Each entry below has to be written out again exactly.

**Natural language region descriptions:**
__________

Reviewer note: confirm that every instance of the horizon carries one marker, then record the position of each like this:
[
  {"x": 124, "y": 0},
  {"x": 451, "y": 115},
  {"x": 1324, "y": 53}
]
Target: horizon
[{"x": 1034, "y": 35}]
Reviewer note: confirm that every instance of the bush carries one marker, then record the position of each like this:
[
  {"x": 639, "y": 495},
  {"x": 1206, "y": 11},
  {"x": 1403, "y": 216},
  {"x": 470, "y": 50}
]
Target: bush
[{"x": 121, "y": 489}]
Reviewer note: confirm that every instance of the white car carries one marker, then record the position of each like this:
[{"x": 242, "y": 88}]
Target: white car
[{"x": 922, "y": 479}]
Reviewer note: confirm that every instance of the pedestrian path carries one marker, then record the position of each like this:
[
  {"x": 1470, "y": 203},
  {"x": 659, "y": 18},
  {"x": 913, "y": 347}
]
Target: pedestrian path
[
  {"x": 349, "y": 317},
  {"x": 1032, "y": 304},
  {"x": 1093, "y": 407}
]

__________

**Response area:**
Reviewer note: confirm that every instance of the horizon carries one marker, then record the position of each like this:
[
  {"x": 124, "y": 0},
  {"x": 451, "y": 115},
  {"x": 1324, "y": 53}
]
Target: horizon
[{"x": 1034, "y": 35}]
Reviewer note: confirm that every instance of the bush carries one marker, then record the position of each like this:
[
  {"x": 639, "y": 495},
  {"x": 1206, "y": 11},
  {"x": 1403, "y": 216},
  {"x": 470, "y": 50}
]
Target: bush
[{"x": 121, "y": 489}]
Reviewer note: confirm that every instance of the white car carries one marker, then record the position of each like this:
[{"x": 242, "y": 88}]
Target: white car
[{"x": 922, "y": 479}]
Reviewer note: confirm that every instance of the pedestrian path carries one marker, then record the position of each like this:
[
  {"x": 1470, "y": 203},
  {"x": 659, "y": 18},
  {"x": 913, "y": 347}
]
Target: pedestrian path
[
  {"x": 349, "y": 317},
  {"x": 1032, "y": 304},
  {"x": 1093, "y": 407}
]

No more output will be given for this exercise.